__To be done__: Copy out every item below word for word, leaving out the picture.

__The input__:
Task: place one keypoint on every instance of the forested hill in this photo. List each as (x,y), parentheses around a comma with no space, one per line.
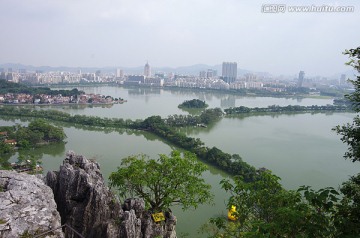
(10,87)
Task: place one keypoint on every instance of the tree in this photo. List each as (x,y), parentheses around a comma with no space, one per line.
(164,182)
(265,209)
(348,218)
(351,132)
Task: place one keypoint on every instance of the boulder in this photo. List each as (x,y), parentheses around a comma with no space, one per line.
(84,201)
(27,206)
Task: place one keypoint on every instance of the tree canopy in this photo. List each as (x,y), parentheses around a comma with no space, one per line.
(166,181)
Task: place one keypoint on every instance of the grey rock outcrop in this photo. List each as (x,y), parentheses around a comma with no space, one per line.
(86,204)
(137,222)
(27,206)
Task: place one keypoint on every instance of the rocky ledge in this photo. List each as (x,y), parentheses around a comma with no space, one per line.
(27,206)
(86,204)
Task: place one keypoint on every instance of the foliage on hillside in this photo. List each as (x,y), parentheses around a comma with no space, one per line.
(166,181)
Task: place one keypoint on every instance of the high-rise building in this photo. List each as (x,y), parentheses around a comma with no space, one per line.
(342,79)
(229,71)
(147,70)
(301,78)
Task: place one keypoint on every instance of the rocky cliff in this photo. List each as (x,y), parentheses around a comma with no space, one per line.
(27,206)
(87,205)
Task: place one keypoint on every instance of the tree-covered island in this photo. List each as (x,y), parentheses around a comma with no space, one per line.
(24,138)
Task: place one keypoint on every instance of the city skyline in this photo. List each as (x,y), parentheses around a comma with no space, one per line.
(177,33)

__Solution to this exercise__:
Task: place one keypoint on every instance of the forested hill in this photo. List each as (x,y), parentheses around a comma with no space, one per line.
(10,87)
Task: place one keypoint on every instance of the tree in this photo. List each as (x,y), parentheses around a comma with no space, one per line.
(164,182)
(265,209)
(348,218)
(351,132)
Task: place one keypoint on every instance of the boulder in this photo. List each as (x,y), parentheses around a comma with no space, one per line.
(84,201)
(27,206)
Task: place one keypoint on every instance of the tree canopy in this photo. List each as (x,y), parentheses around a comma with no space, one per line.
(166,181)
Task: place one keypoint on every instance of the grey rock outcrop in this photo. List each as (x,y), parentheses around a comma with no space, one per line.
(86,204)
(137,222)
(27,206)
Task: place one keypoint on every instance of the rocky ledge in this photo. List each as (x,y), parentheses around a comma with no space, one per line.
(27,206)
(86,204)
Task: place one keypoint on every instance of the foliage on hillside in this photo. List each as (x,y), parentheses around a comma with no space, one per line.
(166,181)
Task: place one keypoint on every instance of the high-rise building in this photo. List each as (x,y), parentheses around a comma with no space, one per line.
(342,79)
(229,71)
(147,70)
(301,78)
Task: place one keypoint on every instance of the rocky cliff in this photo. List each as (x,y), parentheses around a comma with no space, one per line.
(27,206)
(87,205)
Task: place one keypoint on every instance of the tree-covered island in this photo. List each as (x,y), parentheses around a comma with no space, one per line.
(24,138)
Task: place one keypoint on every instance of the city skyline in this photo. List each as (x,y), parentheses around a comma with no space, one per line.
(177,33)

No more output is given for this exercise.